-- Start of DOCUMENT PASSAGE --
2010
Directed by Ridley Scott
Written by Ethan Reiff, Cyrus Voris, and Brian Helgeland
Spoilers: moderate, but higher than you'd think possible in a movie described as "the origin of Robin Hood"
You can't say that the 2010 film bearing the simple title Robin Hood isn't doing something novel with the legend, to the extent that its simple title is basically a lie, and the only way to understand why it's even about Robin Hood (a name I believe is uttered only once, as "Robin of the Hood") is that's how the screenplay started out, even if it didn't start out being called Robin Hood. Instead, though tracing it back can only illuminate how inspiration can be mangled beyond recognition rather than illuminate much about the movie itself, it was originally a mid-00s spec script called Nottingham written by Ethan Reiff and Cyrus Voris, which as its name suggests asked if the Sheriff of Nottingham is only the villain from the perspective of a fanatical insurgent, such as all previous Robin Hood stories had been told from. I can say nothing definitive about Nottingham, though I would make the observation that it's got that post-9/11 scent to it, ready to operate in the moral grayscale but ultimately not likely to entirely take the side of the terrorists (or at least I feel safe assuming that about Reiff & Voris's show, Sleeper Cell, on the basis that it was ever aired on television). So you have Nottingham, combining Reiff & Voris's apparent dual interests in grim 21st century ambiguity and English folklore (long before, they'd hoped to adapt the Arthur vs. future space aliens comic book, Camelot 3000, and you know that must not have went anywhere, because you'd remember).
-- End of DOCUMENT PASSAGE --
• _REQUIREMENT 1_:
Answer from the Robin Hood review:
(a) Who directed the 2010 film?
(b) What was the original title of the mid-00s spec script by Ethan Reiff and Cyrus Voris?
(c) Which comic book had Reiff and Voris hoped to adapt long before?
The text and the records have no connection to each other.
-- Start of STORED RECORDS --
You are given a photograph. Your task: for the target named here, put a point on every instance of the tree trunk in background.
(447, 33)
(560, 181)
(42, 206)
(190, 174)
-- End of STORED RECORDS --
• _REQUIREMENT 2_: Quote every line of the records verbatim.

• _COMPLETE RESPONSE 1_:
(a) Ridley Scott
(b) Nottingham
(c) Camelot 3000

• _COMPLETE RESPONSE 2_:
You are given a photograph. Your task: for the target named here, put a point on every instance of the tree trunk in background.
(447, 33)
(560, 181)
(42, 206)
(190, 174)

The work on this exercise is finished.